**PROBLEM**
Rewrite the entries below, replacing each occurrence of "detection result" with "box coordinates" and keeping every other part the same.

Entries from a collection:
····················

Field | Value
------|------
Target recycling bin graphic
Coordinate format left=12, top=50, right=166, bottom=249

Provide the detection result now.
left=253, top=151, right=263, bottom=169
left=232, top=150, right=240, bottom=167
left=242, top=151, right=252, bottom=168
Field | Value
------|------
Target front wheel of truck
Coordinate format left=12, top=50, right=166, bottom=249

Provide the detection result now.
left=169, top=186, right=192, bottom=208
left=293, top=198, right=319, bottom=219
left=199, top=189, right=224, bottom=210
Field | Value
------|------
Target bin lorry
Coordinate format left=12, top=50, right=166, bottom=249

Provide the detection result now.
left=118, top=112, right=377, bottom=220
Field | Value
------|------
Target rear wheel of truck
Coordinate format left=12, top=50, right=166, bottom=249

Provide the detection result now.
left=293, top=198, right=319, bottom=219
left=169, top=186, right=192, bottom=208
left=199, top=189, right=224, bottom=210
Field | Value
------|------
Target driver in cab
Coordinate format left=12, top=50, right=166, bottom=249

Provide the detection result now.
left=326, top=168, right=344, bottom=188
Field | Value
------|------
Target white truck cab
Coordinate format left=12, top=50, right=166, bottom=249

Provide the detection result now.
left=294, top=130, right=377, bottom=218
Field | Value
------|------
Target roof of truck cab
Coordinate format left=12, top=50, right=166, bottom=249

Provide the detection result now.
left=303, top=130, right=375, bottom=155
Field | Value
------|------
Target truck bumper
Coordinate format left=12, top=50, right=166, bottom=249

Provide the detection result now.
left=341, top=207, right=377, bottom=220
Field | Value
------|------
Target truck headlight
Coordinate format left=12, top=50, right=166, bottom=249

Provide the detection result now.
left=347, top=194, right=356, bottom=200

····················

**FINAL ANSWER**
Field | Value
------|------
Target recycling bin graphic
Coordinate format left=12, top=50, right=166, bottom=249

Provide the box coordinates now.
left=253, top=151, right=263, bottom=169
left=232, top=150, right=240, bottom=167
left=242, top=151, right=252, bottom=168
Field | Value
------|------
Target front wheel of truck
Coordinate format left=12, top=50, right=166, bottom=249

Provide the box coordinates now.
left=169, top=186, right=192, bottom=208
left=293, top=198, right=319, bottom=219
left=199, top=189, right=224, bottom=210
Field | Value
------|------
Target bin lorry
Coordinate format left=12, top=50, right=166, bottom=249

Provide the box coordinates now.
left=118, top=112, right=377, bottom=220
Field | Value
------|------
Target rear wheel of truck
Coordinate format left=12, top=50, right=166, bottom=249

Provide the box coordinates now.
left=293, top=198, right=319, bottom=219
left=169, top=186, right=192, bottom=208
left=199, top=189, right=224, bottom=210
Field | Value
------|------
Target driver in cab
Coordinate format left=12, top=50, right=166, bottom=249

Provide the box coordinates now.
left=326, top=168, right=344, bottom=188
Field | Value
------|------
Target white truck cab
Coordinate format left=12, top=50, right=166, bottom=249

Provide the box coordinates now.
left=294, top=130, right=377, bottom=218
Field | Value
------|------
Target roof of truck cab
Coordinate format left=12, top=50, right=166, bottom=249

Provide the box coordinates now.
left=303, top=130, right=375, bottom=155
Field | Value
------|------
Target truck bumper
Coordinate format left=12, top=50, right=166, bottom=249

Provide the box coordinates now.
left=341, top=207, right=377, bottom=220
Field | Value
------|------
Target truck headlight
Coordinate format left=12, top=50, right=166, bottom=249

Provide the box coordinates now.
left=347, top=194, right=356, bottom=200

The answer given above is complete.